Transcript - How To Use A Judgement To Collect From A Tenant
Announcer: Inspiring interviews with today’s top landlords. This is the rental income podcast. And now Dan Lane.
Dan Lane: Today, I wanted to do a bonus show talking about how we can get a judgment or how we can collect money if a tenant owes us money. Maybe you had to evict them and they owe you some back rent or maybe they did damage to the property. Either way they owe you money and there’s gotta be a way that you can try to get that money back. So, on this show today I’ve brought back my favorite attorney Jules Haas from New York City. Hey Jules, welcome back to the podcast.
Jules: Hi, Dan. How are you today? Thank you very much.
D: Ah, doing great. Doing great. Doing great.
J: Thank you.
D: So let’s talk about this. So, is getting a judgment something a landlord can even do?
J: Okay, so the answer is yes. There are different contexts in which you can get a judgment against tenant. And I’m just going to speak generally. There are different-obviously different type of eviction type of proceedings that you’re going to have. You’re either going to have a residential tenant, you may have a commercial tenant. And so the judgment that you can get against any one of these folks is really two different sort of avenues. You can get a judgment in the context of the actual eviction proceeding where when you’re trying to evict someone the court will also go ahead and say okay, they owe you x number of dollars in rent and enter a judgment in connection with that. Sometimes what happens is because of the nature of the proceeding or what happens in the outcome, the landlord tenant eviction, which here in New York is called a summary proceeding, is for some reason either terminated or ended and there’s no judgment with respect to the rent. That doesn’t-again, depending on, there’s a lot of procedural stuff and law stuff involved, but assuming that that occurs and you still have a valid claim for rent you can then-the landlord can then bring what we call a plenary proceeding, which is basically just a good old fashioned lawsuit for the rent that’s owed based on the unpaid amount under the lease. So it’s basically, you know, the tenant owes $5,000 in rent, you sue them for $5,000 like you would sue any debtor as opposed to having it done in the context of the landlord tenant proceeding. But in either case you can end up with a judgment for whatever that back rent is.

» EXERCISE INPUTS:
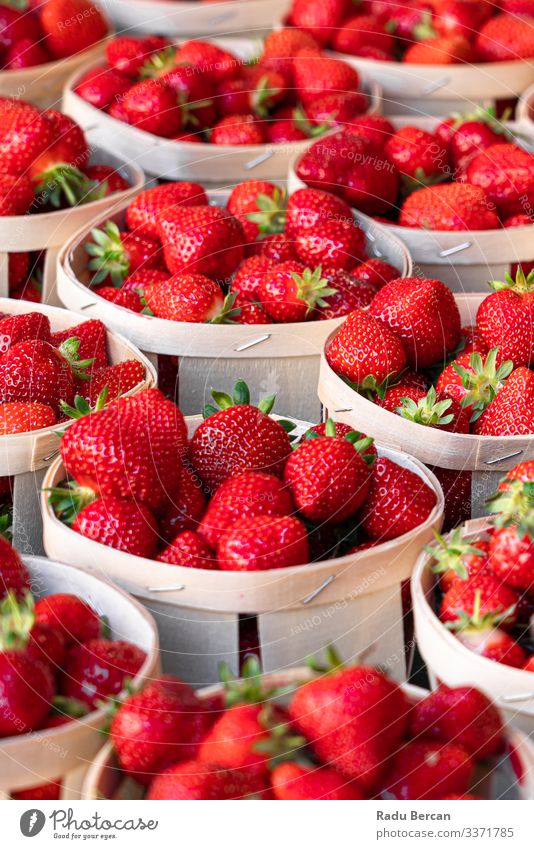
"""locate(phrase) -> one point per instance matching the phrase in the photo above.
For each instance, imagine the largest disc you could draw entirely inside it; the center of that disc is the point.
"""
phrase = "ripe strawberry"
(460, 715)
(505, 38)
(69, 614)
(26, 692)
(143, 209)
(115, 254)
(354, 719)
(256, 543)
(424, 316)
(241, 496)
(424, 769)
(202, 240)
(330, 476)
(454, 206)
(293, 782)
(99, 668)
(365, 351)
(511, 413)
(87, 26)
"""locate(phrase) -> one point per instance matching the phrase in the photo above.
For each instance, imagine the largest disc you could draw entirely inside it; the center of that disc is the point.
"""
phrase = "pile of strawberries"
(200, 92)
(44, 373)
(351, 733)
(421, 32)
(47, 30)
(468, 174)
(262, 259)
(236, 496)
(487, 582)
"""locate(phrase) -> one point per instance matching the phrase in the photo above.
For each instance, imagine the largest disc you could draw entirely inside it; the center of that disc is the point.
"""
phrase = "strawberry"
(188, 549)
(26, 691)
(365, 351)
(20, 417)
(329, 476)
(73, 617)
(202, 240)
(460, 715)
(454, 206)
(505, 38)
(99, 668)
(511, 413)
(293, 782)
(143, 209)
(117, 254)
(427, 769)
(505, 319)
(506, 173)
(131, 449)
(241, 496)
(87, 26)
(424, 316)
(256, 543)
(124, 525)
(354, 719)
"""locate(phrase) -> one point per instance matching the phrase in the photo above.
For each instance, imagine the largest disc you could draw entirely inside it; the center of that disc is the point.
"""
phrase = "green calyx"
(271, 215)
(427, 411)
(449, 555)
(109, 257)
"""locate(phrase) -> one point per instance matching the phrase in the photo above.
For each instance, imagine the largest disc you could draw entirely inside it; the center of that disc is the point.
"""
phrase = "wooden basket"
(354, 601)
(187, 18)
(49, 230)
(464, 260)
(452, 663)
(273, 358)
(41, 756)
(175, 160)
(25, 455)
(486, 456)
(105, 780)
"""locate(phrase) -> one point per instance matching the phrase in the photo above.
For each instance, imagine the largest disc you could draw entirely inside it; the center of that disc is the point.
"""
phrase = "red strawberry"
(423, 314)
(256, 543)
(132, 449)
(459, 715)
(329, 477)
(99, 668)
(428, 770)
(399, 501)
(292, 782)
(241, 496)
(143, 210)
(365, 351)
(201, 239)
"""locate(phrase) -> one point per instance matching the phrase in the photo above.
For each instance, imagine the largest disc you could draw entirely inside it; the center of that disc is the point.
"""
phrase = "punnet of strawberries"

» EXERCISE REQUIREMENTS:
a: Rewrite the podcast transcript starting at "Transcript - How" and ending at "to the podcast.", changing "podcast" to "program" wherever it occurs in that span.
b: Gather every line from the rows that contains the string "strawberry".

» FINAL RESULTS:
a:
Transcript - How To Use A Judgement To Collect From A Tenant
Announcer: Inspiring interviews with today’s top landlords. This is the rental income program. And now Dan Lane.
Dan Lane: Today, I wanted to do a bonus show talking about how we can get a judgment or how we can collect money if a tenant owes us money. Maybe you had to evict them and they owe you some back rent or maybe they did damage to the property. Either way they owe you money and there’s gotta be a way that you can try to get that money back. So, on this show today I’ve brought back my favorite attorney Jules Haas from New York City. Hey Jules, welcome back to the program.

b:
phrase = "ripe strawberry"
phrase = "strawberry"
phrase = "red strawberry"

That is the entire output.